Document section:
==========

It was difficult to leave Cape Town and even harder to get settled in Johannesburg. I spent my first two months living a nomadic existence, leaving all of my household goods stored in a friend’s garage. Some of my mail still has not caught up with me!

If the high plains of the gold reef on which Johannesburg is situated lack some of the topographical majesty of the Western Cape, the city’s energy and diversity offer some compensation. Johannesburg is South Africa’s financial and industrial heartland. Its status as the nation’s richest province (on a per capita basis) nevertheless continues to mask the huge economic disparities that remain the legacies of apartheid.

The metropolitan area sprawls, and the narrow band of countryside that separates it from Pretoria, some 35 miles to the north, is rapidly becoming urbanized. As in many U.S. cities, a car is viewed as a necessity, though startling gas prices, congested roads and Johannesburgers’ creative approach to traffic laws have prompted me to hold out as long as possible.

==========

Requirement: Copy the passage about Johannesburg from "If the high" to "legacies of apartheid.", putting "mining ridge" in place of "gold reef". Rely only on the passage about Johannesburg.

Data:
==========

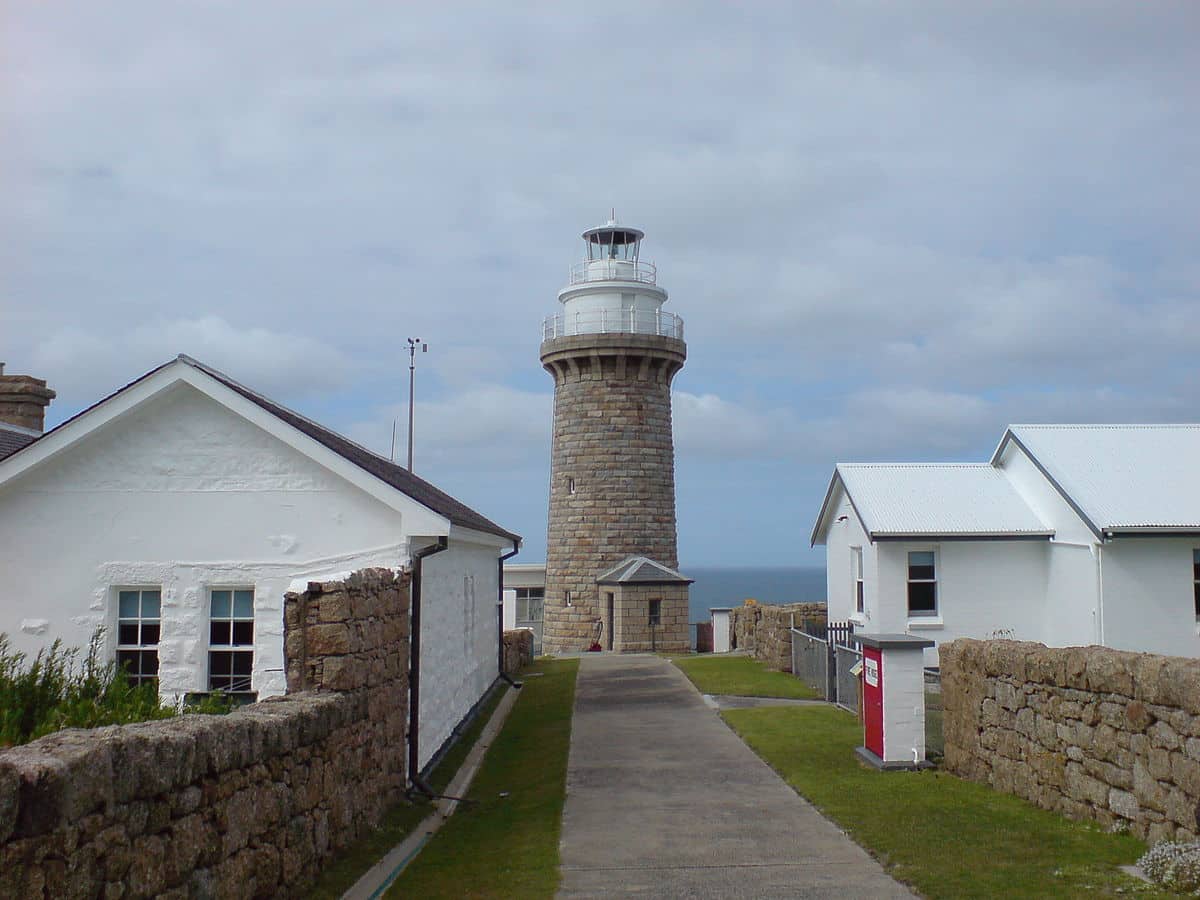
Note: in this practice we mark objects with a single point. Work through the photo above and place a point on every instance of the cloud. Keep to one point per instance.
(84, 366)
(889, 229)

==========

Full solution:
If the high plains of the mining ridge on which Johannesburg is situated lack some of the topographical majesty of the Western Cape, the city’s energy and diversity offer some compensation. Johannesburg is South Africa’s financial and industrial heartland. Its status as the nation’s richest province (on a per capita basis) nevertheless continues to mask the huge economic disparities that remain the legacies of apartheid.